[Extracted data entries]
-------

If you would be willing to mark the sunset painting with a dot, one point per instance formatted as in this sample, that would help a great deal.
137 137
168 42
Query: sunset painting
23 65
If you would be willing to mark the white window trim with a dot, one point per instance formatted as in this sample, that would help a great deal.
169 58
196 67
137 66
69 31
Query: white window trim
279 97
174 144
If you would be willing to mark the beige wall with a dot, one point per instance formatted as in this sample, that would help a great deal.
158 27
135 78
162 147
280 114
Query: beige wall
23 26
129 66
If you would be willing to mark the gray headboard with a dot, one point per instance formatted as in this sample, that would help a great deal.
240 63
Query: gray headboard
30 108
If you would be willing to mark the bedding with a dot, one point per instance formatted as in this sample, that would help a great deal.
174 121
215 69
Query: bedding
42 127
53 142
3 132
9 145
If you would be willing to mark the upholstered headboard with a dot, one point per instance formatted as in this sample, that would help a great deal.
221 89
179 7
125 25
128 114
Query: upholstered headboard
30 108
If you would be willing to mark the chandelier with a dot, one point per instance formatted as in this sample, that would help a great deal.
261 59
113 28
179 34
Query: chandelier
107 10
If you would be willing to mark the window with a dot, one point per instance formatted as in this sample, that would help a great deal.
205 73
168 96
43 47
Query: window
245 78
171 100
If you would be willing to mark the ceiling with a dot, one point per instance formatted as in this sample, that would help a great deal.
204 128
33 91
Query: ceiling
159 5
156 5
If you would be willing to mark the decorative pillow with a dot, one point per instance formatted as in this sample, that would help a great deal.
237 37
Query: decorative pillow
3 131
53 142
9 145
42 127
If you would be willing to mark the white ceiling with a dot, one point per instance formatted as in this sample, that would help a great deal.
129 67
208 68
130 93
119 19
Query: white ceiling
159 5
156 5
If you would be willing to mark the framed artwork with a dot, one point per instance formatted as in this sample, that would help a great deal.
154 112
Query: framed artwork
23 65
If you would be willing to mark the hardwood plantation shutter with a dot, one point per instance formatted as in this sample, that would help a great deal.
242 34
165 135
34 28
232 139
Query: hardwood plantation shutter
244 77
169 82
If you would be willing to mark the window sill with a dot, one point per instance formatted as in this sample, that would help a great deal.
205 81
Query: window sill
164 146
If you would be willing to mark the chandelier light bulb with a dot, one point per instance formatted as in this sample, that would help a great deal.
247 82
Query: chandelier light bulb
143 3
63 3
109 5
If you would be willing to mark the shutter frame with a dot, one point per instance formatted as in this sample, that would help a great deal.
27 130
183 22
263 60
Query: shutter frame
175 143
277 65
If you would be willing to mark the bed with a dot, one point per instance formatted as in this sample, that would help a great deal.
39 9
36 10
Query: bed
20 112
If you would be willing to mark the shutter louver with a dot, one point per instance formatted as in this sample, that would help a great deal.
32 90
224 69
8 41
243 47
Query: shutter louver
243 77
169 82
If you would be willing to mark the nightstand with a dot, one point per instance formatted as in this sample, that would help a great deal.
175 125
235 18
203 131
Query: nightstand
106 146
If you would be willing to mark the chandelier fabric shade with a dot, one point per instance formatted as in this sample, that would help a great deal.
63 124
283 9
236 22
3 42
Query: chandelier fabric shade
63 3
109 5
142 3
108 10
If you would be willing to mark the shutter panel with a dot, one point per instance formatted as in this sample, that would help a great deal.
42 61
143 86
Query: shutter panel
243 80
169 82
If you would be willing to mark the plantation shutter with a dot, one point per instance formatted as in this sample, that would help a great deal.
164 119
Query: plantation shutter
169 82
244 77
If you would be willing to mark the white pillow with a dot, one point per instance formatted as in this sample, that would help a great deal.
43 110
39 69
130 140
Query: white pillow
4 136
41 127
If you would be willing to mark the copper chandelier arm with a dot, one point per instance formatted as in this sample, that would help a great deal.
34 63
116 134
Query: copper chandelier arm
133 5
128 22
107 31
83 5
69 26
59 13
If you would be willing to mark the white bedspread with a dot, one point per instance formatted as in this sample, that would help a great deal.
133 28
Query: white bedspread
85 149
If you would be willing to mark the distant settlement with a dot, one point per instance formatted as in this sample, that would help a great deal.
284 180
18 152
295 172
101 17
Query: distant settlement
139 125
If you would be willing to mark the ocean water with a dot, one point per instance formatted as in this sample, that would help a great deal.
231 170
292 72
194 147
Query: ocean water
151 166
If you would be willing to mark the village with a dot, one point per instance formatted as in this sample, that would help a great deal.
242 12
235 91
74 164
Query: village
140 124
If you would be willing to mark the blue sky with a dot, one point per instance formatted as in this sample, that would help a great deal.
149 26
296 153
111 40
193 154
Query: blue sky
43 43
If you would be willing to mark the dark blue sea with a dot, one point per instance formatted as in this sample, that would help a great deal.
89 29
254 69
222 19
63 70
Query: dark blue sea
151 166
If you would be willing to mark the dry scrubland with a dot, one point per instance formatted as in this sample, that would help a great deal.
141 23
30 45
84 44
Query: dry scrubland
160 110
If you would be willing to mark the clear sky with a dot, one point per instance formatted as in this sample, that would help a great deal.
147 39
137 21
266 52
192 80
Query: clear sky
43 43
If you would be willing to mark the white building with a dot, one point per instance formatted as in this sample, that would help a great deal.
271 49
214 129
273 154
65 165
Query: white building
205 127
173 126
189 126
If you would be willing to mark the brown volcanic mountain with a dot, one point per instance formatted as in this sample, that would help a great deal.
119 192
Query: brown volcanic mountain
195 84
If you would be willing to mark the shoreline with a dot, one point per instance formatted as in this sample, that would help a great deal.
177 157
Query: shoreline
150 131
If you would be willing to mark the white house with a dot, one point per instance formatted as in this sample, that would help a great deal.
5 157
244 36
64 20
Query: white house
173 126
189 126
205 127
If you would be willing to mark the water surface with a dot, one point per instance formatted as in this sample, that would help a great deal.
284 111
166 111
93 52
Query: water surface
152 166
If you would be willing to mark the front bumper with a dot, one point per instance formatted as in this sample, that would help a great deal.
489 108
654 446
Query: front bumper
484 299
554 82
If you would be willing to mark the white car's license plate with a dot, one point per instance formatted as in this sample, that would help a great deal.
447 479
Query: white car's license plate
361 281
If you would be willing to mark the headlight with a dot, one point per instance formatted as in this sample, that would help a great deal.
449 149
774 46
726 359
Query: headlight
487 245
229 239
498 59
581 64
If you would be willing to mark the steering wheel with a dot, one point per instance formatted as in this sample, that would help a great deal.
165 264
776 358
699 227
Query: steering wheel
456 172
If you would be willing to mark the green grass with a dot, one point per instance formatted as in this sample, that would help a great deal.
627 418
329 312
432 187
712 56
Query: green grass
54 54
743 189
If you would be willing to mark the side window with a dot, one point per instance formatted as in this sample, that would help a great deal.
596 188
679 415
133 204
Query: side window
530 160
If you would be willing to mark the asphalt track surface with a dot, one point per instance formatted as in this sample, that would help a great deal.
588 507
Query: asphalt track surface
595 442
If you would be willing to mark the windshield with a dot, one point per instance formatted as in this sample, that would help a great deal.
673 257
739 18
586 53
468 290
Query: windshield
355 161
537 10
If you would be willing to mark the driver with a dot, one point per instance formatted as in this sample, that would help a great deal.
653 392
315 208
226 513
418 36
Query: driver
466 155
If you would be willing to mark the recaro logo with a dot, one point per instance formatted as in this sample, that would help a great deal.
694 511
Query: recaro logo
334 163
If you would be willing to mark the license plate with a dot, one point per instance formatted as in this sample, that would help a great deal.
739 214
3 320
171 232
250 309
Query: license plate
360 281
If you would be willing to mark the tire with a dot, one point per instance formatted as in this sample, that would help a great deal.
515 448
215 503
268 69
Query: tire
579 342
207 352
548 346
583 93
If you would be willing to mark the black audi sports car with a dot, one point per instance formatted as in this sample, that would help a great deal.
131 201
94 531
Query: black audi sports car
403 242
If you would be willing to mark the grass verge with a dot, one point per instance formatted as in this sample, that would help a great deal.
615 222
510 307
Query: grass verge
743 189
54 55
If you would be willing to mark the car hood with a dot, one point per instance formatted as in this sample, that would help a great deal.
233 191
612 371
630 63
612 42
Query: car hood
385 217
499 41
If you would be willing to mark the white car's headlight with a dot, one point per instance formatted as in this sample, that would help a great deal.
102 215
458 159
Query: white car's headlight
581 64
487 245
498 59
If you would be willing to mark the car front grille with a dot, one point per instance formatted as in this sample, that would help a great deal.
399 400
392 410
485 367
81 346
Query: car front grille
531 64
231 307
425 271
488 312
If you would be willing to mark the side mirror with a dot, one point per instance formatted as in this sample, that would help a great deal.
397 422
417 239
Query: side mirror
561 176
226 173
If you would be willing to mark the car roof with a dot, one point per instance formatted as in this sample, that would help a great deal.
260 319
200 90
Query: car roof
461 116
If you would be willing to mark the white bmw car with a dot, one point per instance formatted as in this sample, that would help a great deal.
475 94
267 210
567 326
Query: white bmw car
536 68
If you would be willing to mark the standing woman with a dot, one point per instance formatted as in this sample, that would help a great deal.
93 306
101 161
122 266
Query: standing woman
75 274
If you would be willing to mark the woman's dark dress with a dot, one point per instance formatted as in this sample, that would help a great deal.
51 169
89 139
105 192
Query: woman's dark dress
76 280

-------

• **ASSIGNMENT**:
Where the line containing "If you would be willing to mark the woman's" appears, start copying, and go on exactly through the last line of the data.

• **RESPONSE AREA**:
If you would be willing to mark the woman's dark dress with a dot, one point per instance formatted as in this sample, that would help a great deal.
51 169
89 139
105 192
Query: woman's dark dress
76 280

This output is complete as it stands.